++++ Source data
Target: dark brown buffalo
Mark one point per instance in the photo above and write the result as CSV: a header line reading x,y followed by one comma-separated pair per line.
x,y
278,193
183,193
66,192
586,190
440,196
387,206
++++++++
§ **Exercise directions**
Write down all the entries again without a single difference.

§ **Solution to this problem**
Target: dark brown buffalo
Mark one point per instance in the photo above and write the result as CSV: a header line reading x,y followed by one comma-separated pair per line.
x,y
278,193
183,193
66,192
586,190
440,196
387,206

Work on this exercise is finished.